> To do
Which lines in the listing below contain the word "muddy"? Copy out each of them.

##### Exercise materials

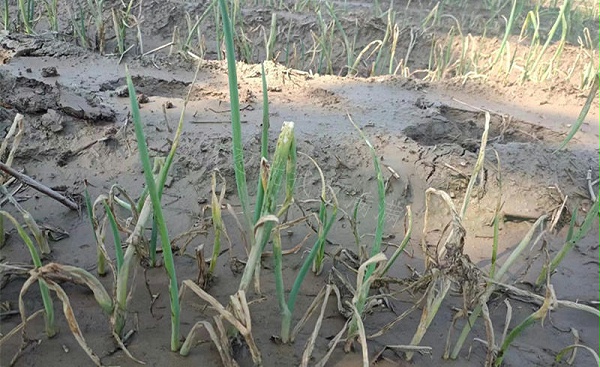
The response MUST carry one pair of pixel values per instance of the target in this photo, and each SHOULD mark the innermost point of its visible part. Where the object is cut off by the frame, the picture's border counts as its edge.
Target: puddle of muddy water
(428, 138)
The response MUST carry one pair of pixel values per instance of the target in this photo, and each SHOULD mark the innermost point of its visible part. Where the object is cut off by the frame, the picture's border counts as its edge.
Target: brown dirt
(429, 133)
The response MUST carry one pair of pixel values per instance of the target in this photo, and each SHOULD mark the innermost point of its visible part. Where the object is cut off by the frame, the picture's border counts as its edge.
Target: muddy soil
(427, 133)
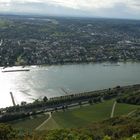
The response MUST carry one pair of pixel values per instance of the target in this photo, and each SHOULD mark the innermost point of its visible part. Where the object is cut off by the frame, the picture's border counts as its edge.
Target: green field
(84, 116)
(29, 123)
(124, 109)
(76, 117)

##########
##### Exercise materials

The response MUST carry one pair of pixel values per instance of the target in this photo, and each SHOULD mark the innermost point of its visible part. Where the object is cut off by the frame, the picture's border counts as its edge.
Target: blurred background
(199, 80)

##########

> Problem solution
Target: puddle of muddy water
Target: muddy soil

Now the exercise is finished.